EXCERPTED DATA:
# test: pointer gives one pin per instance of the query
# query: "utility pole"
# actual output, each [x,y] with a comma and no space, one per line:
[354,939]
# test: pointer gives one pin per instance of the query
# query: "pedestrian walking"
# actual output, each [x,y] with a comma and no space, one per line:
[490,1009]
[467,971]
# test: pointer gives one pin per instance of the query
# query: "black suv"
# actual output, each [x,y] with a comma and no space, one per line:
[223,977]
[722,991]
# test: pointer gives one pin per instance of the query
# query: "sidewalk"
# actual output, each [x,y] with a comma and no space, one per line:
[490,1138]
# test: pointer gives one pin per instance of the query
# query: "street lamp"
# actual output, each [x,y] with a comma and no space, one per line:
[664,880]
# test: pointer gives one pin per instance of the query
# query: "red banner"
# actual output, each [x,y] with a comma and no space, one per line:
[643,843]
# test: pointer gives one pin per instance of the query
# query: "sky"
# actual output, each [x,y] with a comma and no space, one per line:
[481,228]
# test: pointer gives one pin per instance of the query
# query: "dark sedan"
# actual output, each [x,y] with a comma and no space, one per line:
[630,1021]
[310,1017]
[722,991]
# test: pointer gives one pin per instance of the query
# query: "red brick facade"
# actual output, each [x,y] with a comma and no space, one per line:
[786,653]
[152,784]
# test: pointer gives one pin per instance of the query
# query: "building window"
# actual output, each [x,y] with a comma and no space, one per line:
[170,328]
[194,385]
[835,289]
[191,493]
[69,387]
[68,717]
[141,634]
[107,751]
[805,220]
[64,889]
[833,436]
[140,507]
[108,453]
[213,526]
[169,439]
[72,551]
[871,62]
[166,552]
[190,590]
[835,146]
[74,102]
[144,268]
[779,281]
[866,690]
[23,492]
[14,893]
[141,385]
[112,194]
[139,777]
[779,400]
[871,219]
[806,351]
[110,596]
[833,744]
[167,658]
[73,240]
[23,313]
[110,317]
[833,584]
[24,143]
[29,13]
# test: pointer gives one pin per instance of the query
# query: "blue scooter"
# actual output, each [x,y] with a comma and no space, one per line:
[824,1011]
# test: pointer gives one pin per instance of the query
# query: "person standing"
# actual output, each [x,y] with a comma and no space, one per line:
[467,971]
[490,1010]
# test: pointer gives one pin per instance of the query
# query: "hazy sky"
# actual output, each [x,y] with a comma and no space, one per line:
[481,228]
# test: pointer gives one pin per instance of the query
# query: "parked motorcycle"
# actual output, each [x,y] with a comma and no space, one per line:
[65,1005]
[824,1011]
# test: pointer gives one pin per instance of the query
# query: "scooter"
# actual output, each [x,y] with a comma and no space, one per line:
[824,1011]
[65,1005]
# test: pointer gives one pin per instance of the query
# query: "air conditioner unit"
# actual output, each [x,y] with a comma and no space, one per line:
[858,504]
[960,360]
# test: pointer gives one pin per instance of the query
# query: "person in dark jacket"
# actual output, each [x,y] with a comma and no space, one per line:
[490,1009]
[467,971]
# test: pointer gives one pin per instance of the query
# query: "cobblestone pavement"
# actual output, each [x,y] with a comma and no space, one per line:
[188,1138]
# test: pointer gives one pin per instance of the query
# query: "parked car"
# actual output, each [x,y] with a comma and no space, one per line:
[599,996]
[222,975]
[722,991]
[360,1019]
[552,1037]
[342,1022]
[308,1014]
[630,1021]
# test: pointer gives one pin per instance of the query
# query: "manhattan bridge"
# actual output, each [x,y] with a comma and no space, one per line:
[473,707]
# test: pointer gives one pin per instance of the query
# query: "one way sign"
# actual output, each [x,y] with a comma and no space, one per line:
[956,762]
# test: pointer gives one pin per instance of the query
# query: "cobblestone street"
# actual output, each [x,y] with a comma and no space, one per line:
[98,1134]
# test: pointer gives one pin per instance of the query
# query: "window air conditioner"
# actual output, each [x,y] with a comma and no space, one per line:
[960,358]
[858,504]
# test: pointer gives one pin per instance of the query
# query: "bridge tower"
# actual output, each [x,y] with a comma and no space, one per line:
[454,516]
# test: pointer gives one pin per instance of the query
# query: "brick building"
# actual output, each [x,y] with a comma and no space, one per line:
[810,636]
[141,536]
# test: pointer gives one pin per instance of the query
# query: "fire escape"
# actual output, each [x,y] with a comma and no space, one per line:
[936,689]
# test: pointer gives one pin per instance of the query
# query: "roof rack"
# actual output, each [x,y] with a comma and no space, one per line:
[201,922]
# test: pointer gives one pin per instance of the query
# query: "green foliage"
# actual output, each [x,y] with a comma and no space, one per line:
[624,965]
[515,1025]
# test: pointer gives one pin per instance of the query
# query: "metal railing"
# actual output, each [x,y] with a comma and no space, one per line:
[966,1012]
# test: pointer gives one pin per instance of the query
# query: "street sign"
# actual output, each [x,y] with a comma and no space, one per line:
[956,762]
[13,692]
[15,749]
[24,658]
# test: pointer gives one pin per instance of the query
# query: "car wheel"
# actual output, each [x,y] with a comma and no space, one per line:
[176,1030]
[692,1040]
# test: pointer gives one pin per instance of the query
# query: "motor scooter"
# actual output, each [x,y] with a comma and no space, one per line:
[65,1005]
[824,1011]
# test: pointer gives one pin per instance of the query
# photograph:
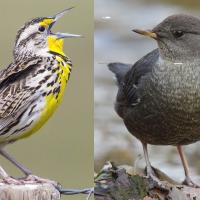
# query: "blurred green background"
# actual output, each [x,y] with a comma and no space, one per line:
[63,149]
[115,42]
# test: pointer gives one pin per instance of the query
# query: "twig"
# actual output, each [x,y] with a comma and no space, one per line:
[88,191]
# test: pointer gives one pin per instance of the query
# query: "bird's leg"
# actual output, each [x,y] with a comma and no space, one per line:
[8,179]
[150,171]
[3,173]
[30,178]
[188,181]
[13,161]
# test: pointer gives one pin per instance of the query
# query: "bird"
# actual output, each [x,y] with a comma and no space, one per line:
[158,97]
[33,85]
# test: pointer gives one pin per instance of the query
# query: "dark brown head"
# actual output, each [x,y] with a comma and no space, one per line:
[178,37]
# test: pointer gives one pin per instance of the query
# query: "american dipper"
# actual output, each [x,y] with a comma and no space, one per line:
[159,96]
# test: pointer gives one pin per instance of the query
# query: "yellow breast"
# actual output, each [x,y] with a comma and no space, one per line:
[52,101]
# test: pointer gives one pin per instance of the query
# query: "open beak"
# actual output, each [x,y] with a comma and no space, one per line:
[55,18]
[146,33]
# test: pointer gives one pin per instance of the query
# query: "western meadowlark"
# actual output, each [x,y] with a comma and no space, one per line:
[32,86]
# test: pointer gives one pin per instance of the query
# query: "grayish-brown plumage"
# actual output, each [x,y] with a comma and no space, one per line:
[159,96]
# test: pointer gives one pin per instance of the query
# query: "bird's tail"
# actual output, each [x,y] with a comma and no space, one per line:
[120,70]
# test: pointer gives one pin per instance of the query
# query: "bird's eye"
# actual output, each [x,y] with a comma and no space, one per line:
[41,28]
[177,34]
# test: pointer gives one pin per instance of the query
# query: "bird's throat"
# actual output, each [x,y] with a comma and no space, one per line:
[56,45]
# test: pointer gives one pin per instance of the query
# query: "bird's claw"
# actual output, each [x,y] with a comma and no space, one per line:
[190,183]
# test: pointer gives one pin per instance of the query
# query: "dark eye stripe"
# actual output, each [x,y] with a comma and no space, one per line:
[24,41]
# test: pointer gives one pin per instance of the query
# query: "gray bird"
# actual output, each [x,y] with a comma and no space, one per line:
[159,96]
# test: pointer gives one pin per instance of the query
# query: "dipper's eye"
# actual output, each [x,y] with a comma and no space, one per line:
[41,28]
[177,34]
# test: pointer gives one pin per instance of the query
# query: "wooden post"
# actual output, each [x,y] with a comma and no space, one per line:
[29,192]
[117,183]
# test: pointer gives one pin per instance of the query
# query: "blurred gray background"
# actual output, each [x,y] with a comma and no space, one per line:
[63,149]
[114,41]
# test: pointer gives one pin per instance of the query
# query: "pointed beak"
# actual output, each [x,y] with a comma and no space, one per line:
[146,33]
[55,18]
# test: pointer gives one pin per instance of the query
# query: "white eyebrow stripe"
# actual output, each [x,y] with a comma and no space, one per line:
[27,32]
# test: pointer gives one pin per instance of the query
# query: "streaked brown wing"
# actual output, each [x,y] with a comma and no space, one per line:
[14,95]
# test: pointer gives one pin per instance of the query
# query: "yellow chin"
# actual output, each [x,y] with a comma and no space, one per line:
[56,45]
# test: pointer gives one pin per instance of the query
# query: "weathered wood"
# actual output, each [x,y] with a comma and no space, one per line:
[29,192]
[115,183]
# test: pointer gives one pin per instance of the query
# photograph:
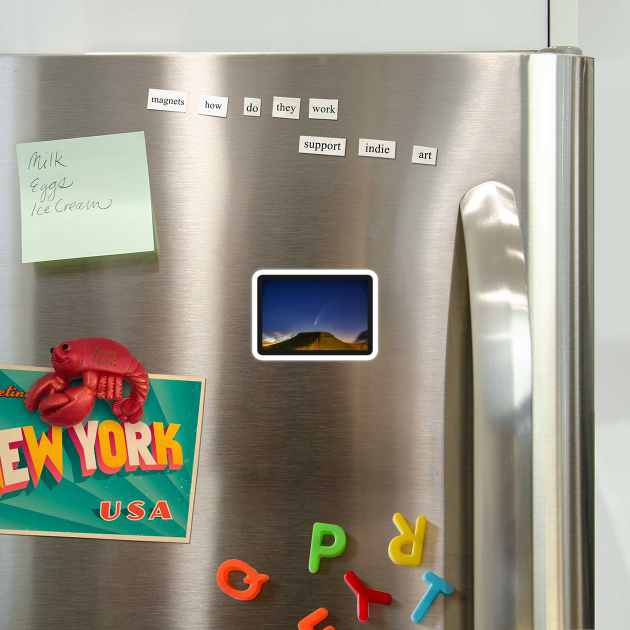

BRIEF:
In the entries above, find each line with the string "brown" and copy it.

RESULT:
# query: "dark brown head"
# query: "grayish-brown plumage"
# query: "streaked brown wing"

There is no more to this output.